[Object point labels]

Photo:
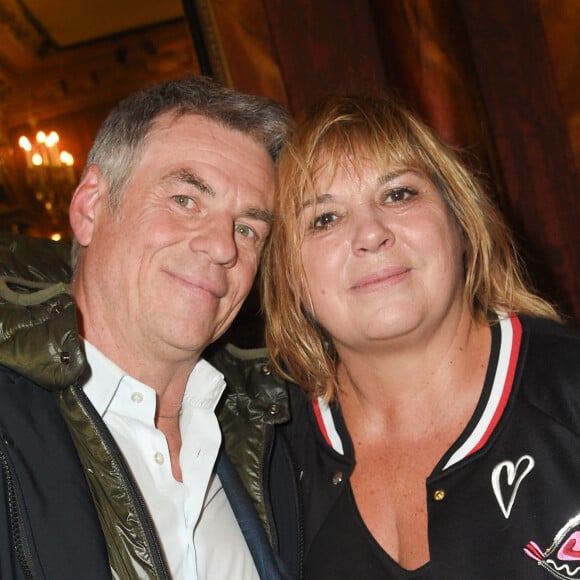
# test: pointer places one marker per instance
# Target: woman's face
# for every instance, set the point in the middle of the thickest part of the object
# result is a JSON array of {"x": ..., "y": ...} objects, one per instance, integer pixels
[{"x": 382, "y": 256}]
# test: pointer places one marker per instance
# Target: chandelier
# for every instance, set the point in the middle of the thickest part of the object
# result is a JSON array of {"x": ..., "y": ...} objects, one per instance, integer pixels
[{"x": 50, "y": 175}]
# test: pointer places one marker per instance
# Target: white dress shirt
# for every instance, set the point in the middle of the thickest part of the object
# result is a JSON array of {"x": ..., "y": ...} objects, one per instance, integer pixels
[{"x": 199, "y": 534}]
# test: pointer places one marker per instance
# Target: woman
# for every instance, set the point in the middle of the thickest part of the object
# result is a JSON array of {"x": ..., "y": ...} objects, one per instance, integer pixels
[{"x": 439, "y": 434}]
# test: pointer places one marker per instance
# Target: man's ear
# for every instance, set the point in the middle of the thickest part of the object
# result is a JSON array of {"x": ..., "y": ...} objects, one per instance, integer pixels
[{"x": 84, "y": 202}]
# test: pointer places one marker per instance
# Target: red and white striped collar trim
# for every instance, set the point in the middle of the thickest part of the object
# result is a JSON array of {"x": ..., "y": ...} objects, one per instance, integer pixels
[
  {"x": 510, "y": 340},
  {"x": 509, "y": 350}
]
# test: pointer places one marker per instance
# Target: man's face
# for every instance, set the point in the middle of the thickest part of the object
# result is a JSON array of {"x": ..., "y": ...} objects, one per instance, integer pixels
[{"x": 169, "y": 270}]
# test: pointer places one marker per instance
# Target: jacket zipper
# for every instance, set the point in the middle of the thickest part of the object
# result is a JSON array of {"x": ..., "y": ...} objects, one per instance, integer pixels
[
  {"x": 16, "y": 524},
  {"x": 131, "y": 486}
]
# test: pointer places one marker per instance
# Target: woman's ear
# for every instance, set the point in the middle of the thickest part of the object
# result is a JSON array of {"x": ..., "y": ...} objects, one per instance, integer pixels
[{"x": 83, "y": 204}]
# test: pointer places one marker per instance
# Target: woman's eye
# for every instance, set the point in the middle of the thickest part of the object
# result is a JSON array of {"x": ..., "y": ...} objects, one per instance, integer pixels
[
  {"x": 399, "y": 194},
  {"x": 245, "y": 231},
  {"x": 184, "y": 201},
  {"x": 323, "y": 221}
]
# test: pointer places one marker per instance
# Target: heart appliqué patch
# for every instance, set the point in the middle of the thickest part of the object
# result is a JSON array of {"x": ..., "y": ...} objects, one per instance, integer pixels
[{"x": 506, "y": 479}]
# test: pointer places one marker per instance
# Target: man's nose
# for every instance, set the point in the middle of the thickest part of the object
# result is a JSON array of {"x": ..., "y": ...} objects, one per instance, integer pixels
[{"x": 217, "y": 241}]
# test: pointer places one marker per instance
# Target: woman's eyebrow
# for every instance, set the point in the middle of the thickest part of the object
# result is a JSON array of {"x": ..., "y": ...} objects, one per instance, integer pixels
[{"x": 322, "y": 198}]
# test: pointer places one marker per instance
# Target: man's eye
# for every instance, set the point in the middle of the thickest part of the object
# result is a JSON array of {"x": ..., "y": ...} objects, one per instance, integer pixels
[
  {"x": 323, "y": 221},
  {"x": 183, "y": 201},
  {"x": 245, "y": 231}
]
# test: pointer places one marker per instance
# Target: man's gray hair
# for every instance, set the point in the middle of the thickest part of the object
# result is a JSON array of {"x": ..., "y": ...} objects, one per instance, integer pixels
[{"x": 120, "y": 139}]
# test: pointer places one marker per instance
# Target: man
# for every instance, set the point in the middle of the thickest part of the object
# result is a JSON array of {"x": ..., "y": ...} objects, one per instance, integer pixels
[{"x": 108, "y": 470}]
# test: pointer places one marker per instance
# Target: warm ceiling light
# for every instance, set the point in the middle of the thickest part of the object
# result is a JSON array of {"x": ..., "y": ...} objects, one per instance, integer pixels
[{"x": 25, "y": 143}]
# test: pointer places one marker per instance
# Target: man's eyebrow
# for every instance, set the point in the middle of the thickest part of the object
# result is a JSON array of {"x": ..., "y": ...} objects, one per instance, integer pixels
[{"x": 191, "y": 178}]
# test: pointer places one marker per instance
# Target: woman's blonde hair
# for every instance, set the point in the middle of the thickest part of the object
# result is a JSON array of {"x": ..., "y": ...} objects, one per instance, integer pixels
[{"x": 382, "y": 130}]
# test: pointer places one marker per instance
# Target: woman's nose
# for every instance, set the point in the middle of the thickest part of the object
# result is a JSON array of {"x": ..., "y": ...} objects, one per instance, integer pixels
[{"x": 371, "y": 233}]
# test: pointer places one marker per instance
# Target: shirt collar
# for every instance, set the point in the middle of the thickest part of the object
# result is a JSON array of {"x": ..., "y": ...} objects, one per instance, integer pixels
[{"x": 204, "y": 388}]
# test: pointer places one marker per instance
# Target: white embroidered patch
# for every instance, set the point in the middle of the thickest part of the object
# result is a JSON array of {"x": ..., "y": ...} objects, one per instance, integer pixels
[{"x": 514, "y": 475}]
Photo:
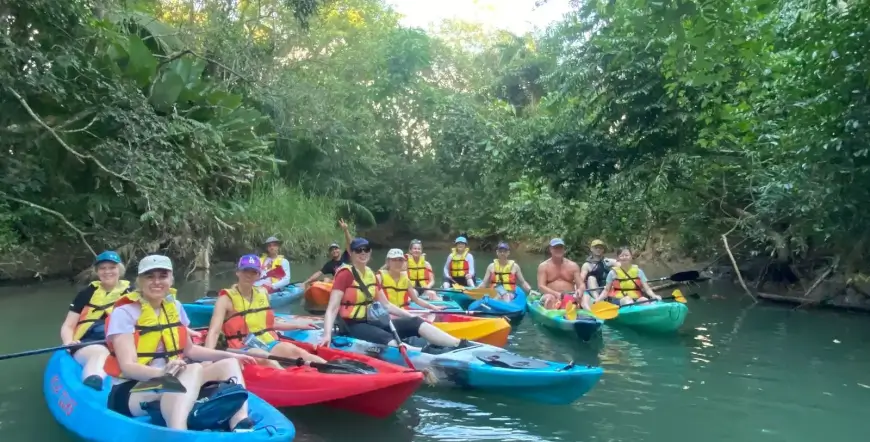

EXERCISE DIRECTIONS ▸
Which lines in the rows contain the word "collar"? Pick out each one and copy it in full.

ANSWER TO THE PROBLEM ▸
# Target: red and white striped collar trim
# Target: shirt collar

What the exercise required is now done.